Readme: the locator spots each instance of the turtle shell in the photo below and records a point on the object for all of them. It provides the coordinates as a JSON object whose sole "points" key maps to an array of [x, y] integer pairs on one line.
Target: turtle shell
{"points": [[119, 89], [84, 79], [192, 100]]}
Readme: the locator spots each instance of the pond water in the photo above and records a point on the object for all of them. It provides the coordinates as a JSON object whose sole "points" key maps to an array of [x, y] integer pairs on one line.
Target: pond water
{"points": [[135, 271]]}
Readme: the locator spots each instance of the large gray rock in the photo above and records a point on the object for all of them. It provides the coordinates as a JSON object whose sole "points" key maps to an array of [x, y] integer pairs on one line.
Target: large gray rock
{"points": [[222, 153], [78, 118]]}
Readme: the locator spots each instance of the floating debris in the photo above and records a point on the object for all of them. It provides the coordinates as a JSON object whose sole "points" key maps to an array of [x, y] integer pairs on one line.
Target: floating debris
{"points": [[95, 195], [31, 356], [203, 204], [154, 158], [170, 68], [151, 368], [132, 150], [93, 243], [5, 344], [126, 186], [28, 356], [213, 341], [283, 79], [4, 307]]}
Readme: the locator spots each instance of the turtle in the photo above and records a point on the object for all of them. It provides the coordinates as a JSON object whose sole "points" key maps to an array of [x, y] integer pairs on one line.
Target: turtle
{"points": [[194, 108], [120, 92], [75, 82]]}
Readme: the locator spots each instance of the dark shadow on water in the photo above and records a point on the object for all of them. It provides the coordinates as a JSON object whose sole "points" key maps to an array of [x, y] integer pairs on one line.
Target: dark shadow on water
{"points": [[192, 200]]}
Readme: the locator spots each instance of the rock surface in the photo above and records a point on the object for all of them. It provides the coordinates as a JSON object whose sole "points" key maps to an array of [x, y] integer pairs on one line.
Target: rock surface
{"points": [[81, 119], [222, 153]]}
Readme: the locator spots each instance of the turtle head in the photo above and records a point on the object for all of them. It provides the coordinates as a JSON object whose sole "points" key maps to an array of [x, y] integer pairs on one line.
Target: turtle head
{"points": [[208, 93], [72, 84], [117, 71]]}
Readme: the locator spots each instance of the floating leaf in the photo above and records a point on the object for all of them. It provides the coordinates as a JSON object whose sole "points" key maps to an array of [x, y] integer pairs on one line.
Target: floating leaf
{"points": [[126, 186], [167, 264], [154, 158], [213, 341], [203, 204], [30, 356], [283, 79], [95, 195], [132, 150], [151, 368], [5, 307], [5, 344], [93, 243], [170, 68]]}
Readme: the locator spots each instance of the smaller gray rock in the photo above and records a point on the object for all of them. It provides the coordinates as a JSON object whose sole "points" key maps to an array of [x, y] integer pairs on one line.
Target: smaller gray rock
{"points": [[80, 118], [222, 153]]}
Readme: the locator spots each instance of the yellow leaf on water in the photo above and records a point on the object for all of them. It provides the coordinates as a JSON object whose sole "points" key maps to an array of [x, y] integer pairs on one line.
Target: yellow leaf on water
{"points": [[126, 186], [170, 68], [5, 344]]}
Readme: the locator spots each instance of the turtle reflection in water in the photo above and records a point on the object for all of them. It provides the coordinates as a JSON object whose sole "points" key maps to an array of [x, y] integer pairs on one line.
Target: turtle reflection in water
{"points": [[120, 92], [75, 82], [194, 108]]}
------------------------
▶ TO BE DONE
Can you format the stretch from the line containing "Readme: the locator spots each instance of the yellow" through the end of the lines as a two-column CSV with the headers input and output, one row for each text-and-answer pair, with each value in a single quoted field and line breaks turned into spaces?

▶ TASK OUTPUT
input,output
"Readme: the locator spots each instance of the yellow leaf on water in the photo above and records a point on the object for all of them. It provides the coordinates as a JSON object whose sole ""points"" key maps to an array of [x, y] integer pairs on one line. Target: yellow leaf on water","{""points"": [[126, 186], [170, 68], [5, 344]]}"
"Readme: the locator spots each instance of the turtle reflection in water in the photo above and records a point on the object for all of them. It provides the coordinates as a JSON object whose sole ""points"" key maps to an array of [x, y] integer pairs on one line. Target: turtle reflection in water","{""points"": [[120, 92], [75, 82], [194, 108]]}"